▶ _Задание_
Перепишите целиком текст о поездках в Росток и Варнемюнде, не меняя в нём ни слова.

▶ _Исходный текст_
━━━━━━━━━━━━━━━━━━━━━━━━━━━━━━
Иногда мы ездили в Росток к тете Анни, а оттуда — в Варнемюнде, купаться в море. Там был такой же, как в Арендзее, белоснежный песок, те же пляжные корзины с пестрополосыми навесами. Не было только сосен. Вместо этого было гораздо больше особняков, гостиниц, пансионатов, широкая набережная. Излюбленным местом прогулок был мол с маяком, иногда мы ездили оттуда на небольшие пароходные прогулки. Мне нравился уже сам путь от вокзала к морю: мост через один из протоков Варнов, мачтовый лес рыбацких лодок — именно в этом месте доносился прекрасный запах морской тины. Потом тенистые улицы с магазинами, нарядные загорелые люди, и уже в конце — залитая солнцем набережная.

Иногда мы ездили просто в Росток. Тетя Анни снимала там комнатку, такую тесную, что в ней негде было повернуться. И мы целый день гуляли по берегу широкой Варнов, где рыбаки всегда продавали вкуснейшую свежую камбалу, ходили к другой бабушкиной сестре, тете Греве, которая жила высоко над крышами в мансарде и у которой в комоде было огромное множество красивых старинных открыток. У ее дочери Марты Рат были две девочки — некрасивая длинноносая, с толстыми косами Урзель и веселая озорная Ингрид. Но этих девочек я видела только мельком. В Ростоке был прекрасный ухоженный парк с прудами и беседками. Однажды я устроила там грандиозный скандал из-за камыша. Два часа я ревела в голос, чтобы родители сорвали мне хоть один рогоз. Мне говорили: он специально посажен в пруду для красоты, и вообще, ходить по газонам и что-то рвать строго воспрещается; если папа и не утонет в пруду, то уж наверняка придет полиция и надо будет заплатить большой штраф. «Ну и что же, — орала я, — вас же не убьют и не арестуют, что у вас, денег, что ли, нет? Заплатите этот штраф и сорвите мне камыш». Папа даже сфотографировал, как я реву по поводу этого камыша: я была безутешна. В этом же парке потом была выставка георгинов, и мы ходили смотреть цветы. Море цветов всех оттенков, вдали — освещенное кафе, где кто-то поет с ансамблем сладкие неаполитанские песни, по темным дорожкам медленно прохаживаются люди, чаще парами, любуются цветами и говорят шепотом, как в музее. Меня охватили мечты я не знала о чем… Я прижималась щекой к папиной руке.
━━━━━━━━━━━━━━━━━━━━━━━━━━━━━━
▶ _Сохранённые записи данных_
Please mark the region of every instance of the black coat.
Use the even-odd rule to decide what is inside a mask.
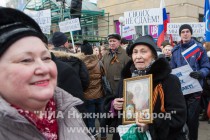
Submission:
[[[110,110],[111,102],[116,97],[123,97],[123,79],[131,77],[131,67],[133,62],[130,61],[122,70],[122,79],[118,86],[116,96],[109,96],[105,99],[105,110]],[[155,118],[152,124],[149,124],[149,131],[153,140],[181,140],[181,130],[186,122],[187,111],[184,96],[181,91],[179,79],[170,74],[171,68],[165,58],[156,60],[147,74],[153,75],[153,89],[161,83],[164,90],[164,107],[166,113],[176,111],[176,114],[171,114],[171,119]],[[153,113],[160,113],[160,97],[157,98]],[[109,120],[112,126],[122,124],[122,118]],[[114,135],[115,137],[116,135]],[[118,137],[119,138],[119,137]],[[113,138],[115,140],[117,137]]]
[[[71,65],[62,62],[55,58],[51,53],[52,60],[55,62],[58,71],[57,86],[64,89],[74,97],[77,97],[84,101],[83,104],[76,106],[81,113],[86,113],[85,99],[82,90],[82,85],[79,77]]]

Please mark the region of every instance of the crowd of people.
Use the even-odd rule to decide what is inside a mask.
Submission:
━━━━━━━━━━━━━━━━━━━━━━━━━━━━━━
▶ _Место для ответа_
Иногда мы ездили в Росток к тете Анни, а оттуда — в Варнемюнде, купаться в море. Там был такой же, как в Арендзее, белоснежный песок, те же пляжные корзины с пестрополосыми навесами. Не было только сосен. Вместо этого было гораздо больше особняков, гостиниц, пансионатов, широкая набережная. Излюбленным местом прогулок был мол с маяком, иногда мы ездили оттуда на небольшие пароходные прогулки. Мне нравился уже сам путь от вокзала к морю: мост через один из протоков Варнов, мачтовый лес рыбацких лодок — именно в этом месте доносился прекрасный запах морской тины. Потом тенистые улицы с магазинами, нарядные загорелые люди, и уже в конце — залитая солнцем набережная.

Иногда мы ездили просто в Росток. Тетя Анни снимала там комнатку, такую тесную, что в ней негде было повернуться. И мы целый день гуляли по берегу широкой Варнов, где рыбаки всегда продавали вкуснейшую свежую камбалу, ходили к другой бабушкиной сестре, тете Греве, которая жила высоко над крышами в мансарде и у которой в комоде было огромное множество красивых старинных открыток. У ее дочери Марты Рат были две девочки — некрасивая длинноносая, с толстыми косами Урзель и веселая озорная Ингрид. Но этих девочек я видела только мельком. В Ростоке был прекрасный ухоженный парк с прудами и беседками. Однажды я устроила там грандиозный скандал из-за камыша. Два часа я ревела в голос, чтобы родители сорвали мне хоть один рогоз. Мне говорили: он специально посажен в пруду для красоты, и вообще, ходить по газонам и что-то рвать строго воспрещается; если папа и не утонет в пруду, то уж наверняка придет полиция и надо будет заплатить большой штраф. «Ну и что же, — орала я, — вас же не убьют и не арестуют, что у вас, денег, что ли, нет? Заплатите этот штраф и сорвите мне камыш». Папа даже сфотографировал, как я реву по поводу этого камыша: я была безутешна. В этом же парке потом была выставка георгинов, и мы ходили смотреть цветы. Море цветов всех оттенков, вдали — освещенное кафе, где кто-то поет с ансамблем сладкие неаполитанские песни, по темным дорожкам медленно прохаживаются люди, чаще парами, любуются цветами и говорят шепотом, как в музее. Меня охватили мечты я не знала о чем… Я прижималась щекой к папиной руке.